• _SHORT EXERCISE_
Answer these questions from the networking article below:
1. According to the text, what does the color of your network indicate?
2. Who wrote the short story Chains?
3. Where were Stanley Milgram's results published?

• _SOURCE PASSAGE_
What Color is Your Network?

“Networking” is one of those buzzwords that gets tossed around so much that, even if folks don’t really understand what you’re talking about, they always nod knowingly. It’s the social equivalent of “good cholesterol, bad cholesterol.”
I spend a lot of time extolling the benefits of plugging into networks. People seem to get it, because they keep showing up at the meetings. Yet, by understanding the inter-connectedness between familiar concepts and vague notions of “networking”, they could achieve greater network growth.
I believe this is how we learn; the comfort of familiarity relaxes our minds enough to allow us to peer into the complex fog of a new idea.

The vague notion for today is that the color of your network is an indicator of the extent of your reach.

Six Degrees of Separation
A short story, theoretical math, a magazine, a play (and a movie), a game, a social experiment [1]
Familiar territory: you know about the movie. You may have heard of Six Degrees of Kevin Bacon, the game that was inspired by it. But, how much do you know of the history behind this concept?

  1. A short story, Chains, by Hungarian writer Frigyes Karinthy, introduces the theory that each of us is connected through no more than four acquaintances. (1929)
  2. Mathematicians Ithiel de Sola Pool (MIT) and Manfred Kochen (IBM) attempt to prove this theory. (1950s)
  3. A psychologist, Stanley Milgram, takes a crack at it, using the postal service as the network. His results were published in Psychology Today. (1967)
  4. A playwright, John Guare, pens Six Degrees of Separation, which is about a con man who claimed to be the son of actor Sidney Portier. Later, it is made into a film. (1993)

• _INFORMATION SUPPLIED_
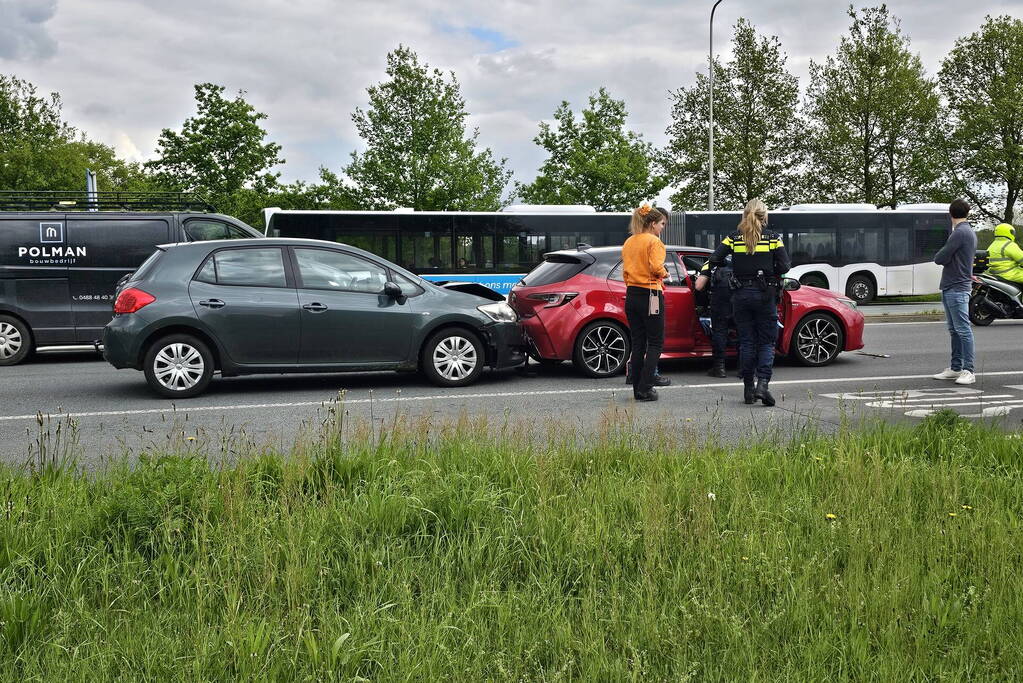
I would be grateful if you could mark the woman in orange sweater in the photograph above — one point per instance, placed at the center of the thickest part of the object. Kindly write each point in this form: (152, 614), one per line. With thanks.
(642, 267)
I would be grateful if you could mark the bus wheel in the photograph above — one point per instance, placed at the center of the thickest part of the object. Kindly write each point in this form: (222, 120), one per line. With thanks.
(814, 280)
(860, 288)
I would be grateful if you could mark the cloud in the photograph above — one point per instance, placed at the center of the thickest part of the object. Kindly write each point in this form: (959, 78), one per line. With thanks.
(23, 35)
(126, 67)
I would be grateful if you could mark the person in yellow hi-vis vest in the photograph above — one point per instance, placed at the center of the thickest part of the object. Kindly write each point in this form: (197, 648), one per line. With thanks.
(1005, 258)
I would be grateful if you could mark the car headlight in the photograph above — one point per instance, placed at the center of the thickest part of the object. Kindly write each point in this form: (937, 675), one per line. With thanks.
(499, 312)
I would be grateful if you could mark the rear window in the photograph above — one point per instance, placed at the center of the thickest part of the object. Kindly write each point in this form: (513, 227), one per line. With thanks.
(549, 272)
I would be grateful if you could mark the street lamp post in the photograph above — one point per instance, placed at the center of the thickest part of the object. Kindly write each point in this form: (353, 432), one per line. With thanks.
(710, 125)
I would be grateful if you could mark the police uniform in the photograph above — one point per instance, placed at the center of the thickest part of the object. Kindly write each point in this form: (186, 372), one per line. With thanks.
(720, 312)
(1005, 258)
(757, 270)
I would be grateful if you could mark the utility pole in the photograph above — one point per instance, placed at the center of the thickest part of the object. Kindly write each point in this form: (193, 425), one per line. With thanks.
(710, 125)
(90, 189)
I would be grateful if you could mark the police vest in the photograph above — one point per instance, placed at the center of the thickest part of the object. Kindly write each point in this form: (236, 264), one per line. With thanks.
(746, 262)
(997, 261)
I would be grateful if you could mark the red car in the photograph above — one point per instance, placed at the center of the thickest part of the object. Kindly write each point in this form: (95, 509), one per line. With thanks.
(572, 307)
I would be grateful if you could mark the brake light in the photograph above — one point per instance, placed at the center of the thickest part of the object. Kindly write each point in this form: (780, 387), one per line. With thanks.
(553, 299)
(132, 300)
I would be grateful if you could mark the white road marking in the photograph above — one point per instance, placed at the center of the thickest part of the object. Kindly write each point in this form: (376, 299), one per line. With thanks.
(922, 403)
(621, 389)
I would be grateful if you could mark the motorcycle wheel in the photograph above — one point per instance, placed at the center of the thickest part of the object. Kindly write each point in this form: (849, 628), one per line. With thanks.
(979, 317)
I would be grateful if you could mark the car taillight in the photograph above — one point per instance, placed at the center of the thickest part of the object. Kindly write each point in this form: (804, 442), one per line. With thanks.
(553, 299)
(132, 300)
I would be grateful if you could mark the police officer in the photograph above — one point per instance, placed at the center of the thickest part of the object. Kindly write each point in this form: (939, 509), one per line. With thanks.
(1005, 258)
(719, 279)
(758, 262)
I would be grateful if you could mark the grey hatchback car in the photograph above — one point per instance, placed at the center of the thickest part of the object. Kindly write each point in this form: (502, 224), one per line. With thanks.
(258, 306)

• _THE REPLY_
1. It indicates the extent of your reach.
2. Hungarian writer Frigyes Karinthy.
3. In Psychology Today.